Aim.
Copy the stretch of the George Herbert passage from "George Herbert (1593-1633)" through "(Source: George Herbert)." word for word.

Text to read.
☆ ☆ ☆ ☆ ☆ ☆ ☆
George Herbert (1593-1633) is well known for his collection of 167 poems published under the title of The Temple soon after his death in 1633. The popularity of his poem collection grew and by 1709 it surpassed 13 editions (Source: George Herbert).

J.R. Watson, the author of The English Hymn: A Critical and Historical Study, states:

Herbert’s influence upon later writers was pervasive, engaging the admiration of Puritans and High-Churchmen alike. Richard Baxter thought ‘He speaks to God like one that really believeth in God, and whose business in this world is the most with God.’  His poems were quarried again and again for material for hymns: in 1697 a volume appeared entitled Select Hymns Taken out of Mr. Herbert’s Temple & Turned into Common Metre, and in 1737 John Wesley re-versified some of his poems for his first hymn-book, A Collection of Psalms ad Hymns…”
☆ ☆ ☆ ☆ ☆ ☆ ☆
Data.
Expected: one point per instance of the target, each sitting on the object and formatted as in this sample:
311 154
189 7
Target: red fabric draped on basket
☆ ☆ ☆ ☆ ☆ ☆ ☆
Task answer.
George Herbert (1593-1633) is well known for his collection of 167 poems published under the title of The Temple soon after his death in 1633. The popularity of his poem collection grew and by 1709 it surpassed 13 editions (Source: George Herbert).